(GIVEN INSTRUCTION 1):
Return the passage of the subband coding excerpt starting with "is used hereinafter" and going on through "(the transform length).", copied word for word.

(EXCERPT):

* begin *

Subband coding may be implemented by a bank of digital bandpass filters.
Transform coding may be implemented by any of several time-domain to
frequency-domain transforms which simulate a bank of digital bandpass
filters. Although transforms are easier to implement and require less
computational power and hardware than digital filters, they have less
design flexibility in the sense that each bandpass filter "frequency bin"
represented by a transform coefficient has a uniform bandwidth. By
contrast, a bank of digital bandpass filters can be designed to have
different subband bandwidths. Transform coefficients can, however, be
grouped together to define "subbands" having bandwidths which are
multiples of a single transform coefficient bandwidth. The term "subband"
is used hereinafter to refer to selected portions of the total signal
bandwidth, whether implemented by a subband coder or a transform coder. A
subband as implemented by transform coder is defined by a set of one or
more adjacent transform coefficients or frequency bins. The bandwidth of a
transform coder frequency bin depends upon the coder's sampling rate and
the number of samples in each signal sample block (the transform length).
Two characteristics of subband bandpass filters are particularly critical
to the performance of high-quality music signal processing systems. The
first is the bandwidth of the regions between the filter passband and
stopbands (the transition bands). The second is the attenuation level in
the stopbands. As used herein, the measure of filter "selectivity" is the
steepness of the filter response curve within the transition bands
(steepness of transition band rolloff), and the level of attenuation in
the stopbands (depth of stopband rejection).

* end *

(GIVEN INSTRUCTION 2):
List every line of the records that contains the string "surface". Matching is case-sensitive.

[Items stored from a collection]
* begin *

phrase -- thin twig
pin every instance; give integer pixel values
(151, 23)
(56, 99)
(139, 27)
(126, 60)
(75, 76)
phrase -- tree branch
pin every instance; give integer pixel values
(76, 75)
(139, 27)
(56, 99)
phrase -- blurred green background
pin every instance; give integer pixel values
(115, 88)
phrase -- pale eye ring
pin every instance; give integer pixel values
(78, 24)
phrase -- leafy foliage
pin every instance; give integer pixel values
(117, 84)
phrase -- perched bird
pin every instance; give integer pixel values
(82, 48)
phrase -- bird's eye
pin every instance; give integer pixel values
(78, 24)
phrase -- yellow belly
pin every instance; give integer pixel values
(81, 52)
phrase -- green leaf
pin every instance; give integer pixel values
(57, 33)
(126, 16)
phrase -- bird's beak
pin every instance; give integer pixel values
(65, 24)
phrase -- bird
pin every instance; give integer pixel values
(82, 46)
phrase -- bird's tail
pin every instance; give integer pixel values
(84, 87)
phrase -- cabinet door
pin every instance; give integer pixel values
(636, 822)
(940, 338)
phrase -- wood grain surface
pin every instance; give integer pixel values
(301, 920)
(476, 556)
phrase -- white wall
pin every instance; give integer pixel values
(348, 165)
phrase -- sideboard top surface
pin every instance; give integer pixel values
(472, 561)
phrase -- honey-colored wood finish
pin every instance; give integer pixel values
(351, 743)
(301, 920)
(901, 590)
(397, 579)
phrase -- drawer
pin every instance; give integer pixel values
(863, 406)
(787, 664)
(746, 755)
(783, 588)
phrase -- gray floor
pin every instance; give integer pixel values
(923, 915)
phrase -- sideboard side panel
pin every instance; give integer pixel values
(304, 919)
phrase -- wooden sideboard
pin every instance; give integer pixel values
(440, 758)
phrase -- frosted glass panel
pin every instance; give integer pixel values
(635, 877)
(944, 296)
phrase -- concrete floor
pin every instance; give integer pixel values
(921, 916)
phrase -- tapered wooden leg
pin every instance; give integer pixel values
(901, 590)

* end *

(EXERCISE RESULT 1):
is used hereinafter to refer to selected portions of the total signal
bandwidth, whether implemented by a subband coder or a transform coder. A
subband as implemented by transform coder is defined by a set of one or
more adjacent transform coefficients or frequency bins. The bandwidth of a
transform coder frequency bin depends upon the coder's sampling rate and
the number of samples in each signal sample block (the transform length).

(EXERCISE RESULT 2):
phrase -- wood grain surface
phrase -- sideboard top surface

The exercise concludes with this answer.